:: Excerpt ::

THE Election Resource Centre (ERC), an electoral and democracy thinktank, says Zimbabwe cannot hold free and fair elections in 2023 if the polls are conducted under current electoral laws.
As a result, the civil society organisation says a contested outcome is likely if changes are not made.
Zimbabwe has a history of disputed elections particularly since 2000 when the opposition Movement for Democratic Change began contesting polls.
Ahead of the 2023 elections, a number of electoral processes are set to be undertaken in preparation including but not limited to the 2021 census and the 2022 delimitation process.
In its Electoral Barometer, ERC chairperson Trust Maanda said there was a need for the alignment of electoral laws with the constitution.
“The Zimbabwean government needs to fix all legislation affecting the electoral process and environment and bring it in line with both the Constitution and with Zimbabwe’s regional and international commitments,” Maanda said.
“The problems we face are precisely premised on the outstanding electoral reform issues that do not comply with either the constitution or our international law obligations.
“The responsible stakeholders must ensure that all legislation affecting the electoral environment be brought in line with both the constitution and Zimbabwe’s international commitments. The following five points focus on tangible steps the policymakers can take to make the electoral process and the environment more credible, fair, transparent, accountable and inclusive.”

:::

• [Task description]
Copy out the full news item on Zimbabwe's electoral laws word for word. Rely only on the news item for what follows.

:: Records ::

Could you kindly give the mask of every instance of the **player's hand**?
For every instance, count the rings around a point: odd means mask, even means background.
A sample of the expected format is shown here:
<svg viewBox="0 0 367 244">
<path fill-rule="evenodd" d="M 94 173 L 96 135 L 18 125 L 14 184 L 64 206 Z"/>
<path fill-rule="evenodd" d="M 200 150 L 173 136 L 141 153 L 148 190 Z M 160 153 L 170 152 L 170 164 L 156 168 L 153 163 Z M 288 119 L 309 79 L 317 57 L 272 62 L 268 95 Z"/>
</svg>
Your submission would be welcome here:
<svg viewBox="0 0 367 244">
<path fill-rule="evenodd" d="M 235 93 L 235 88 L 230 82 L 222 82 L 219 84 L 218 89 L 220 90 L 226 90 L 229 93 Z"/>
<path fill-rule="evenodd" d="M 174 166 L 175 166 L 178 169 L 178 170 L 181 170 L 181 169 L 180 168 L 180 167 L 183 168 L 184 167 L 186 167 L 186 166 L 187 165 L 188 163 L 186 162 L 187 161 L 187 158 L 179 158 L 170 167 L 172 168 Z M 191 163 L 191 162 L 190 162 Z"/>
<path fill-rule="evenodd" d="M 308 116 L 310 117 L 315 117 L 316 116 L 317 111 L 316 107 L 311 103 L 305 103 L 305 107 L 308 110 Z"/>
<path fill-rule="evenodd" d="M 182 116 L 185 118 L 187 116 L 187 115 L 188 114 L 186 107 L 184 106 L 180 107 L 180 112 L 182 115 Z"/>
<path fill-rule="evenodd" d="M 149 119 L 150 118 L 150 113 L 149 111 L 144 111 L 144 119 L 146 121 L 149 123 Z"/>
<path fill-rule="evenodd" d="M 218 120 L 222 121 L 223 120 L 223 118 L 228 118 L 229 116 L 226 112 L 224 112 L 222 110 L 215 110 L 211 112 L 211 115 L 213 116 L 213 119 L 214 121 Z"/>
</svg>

:::

• [Answer section]
THE Election Resource Centre (ERC), an electoral and democracy thinktank, says Zimbabwe cannot hold free and fair elections in 2023 if the polls are conducted under current electoral laws.
As a result, the civil society organisation says a contested outcome is likely if changes are not made.
Zimbabwe has a history of disputed elections particularly since 2000 when the opposition Movement for Democratic Change began contesting polls.
Ahead of the 2023 elections, a number of electoral processes are set to be undertaken in preparation including but not limited to the 2021 census and the 2022 delimitation process.
In its Electoral Barometer, ERC chairperson Trust Maanda said there was a need for the alignment of electoral laws with the constitution.
“The Zimbabwean government needs to fix all legislation affecting the electoral process and environment and bring it in line with both the Constitution and with Zimbabwe’s regional and international commitments,” Maanda said.
“The problems we face are precisely premised on the outstanding electoral reform issues that do not comply with either the constitution or our international law obligations.
“The responsible stakeholders must ensure that all legislation affecting the electoral environment be brought in line with both the constitution and Zimbabwe’s international commitments. The following five points focus on tangible steps the policymakers can take to make the electoral process and the environment more credible, fair, transparent, accountable and inclusive.”